• Given entries:
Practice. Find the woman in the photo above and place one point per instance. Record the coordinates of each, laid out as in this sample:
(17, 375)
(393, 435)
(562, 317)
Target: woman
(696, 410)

• Goal of the exercise: In the entries above, change every "woman" to "person" and keep everything else the same.

• Full response:
Practice. Find the person in the photo above and place one point per instance. Record the coordinates of each, laid out as in this sample:
(17, 375)
(393, 435)
(562, 317)
Target: person
(696, 410)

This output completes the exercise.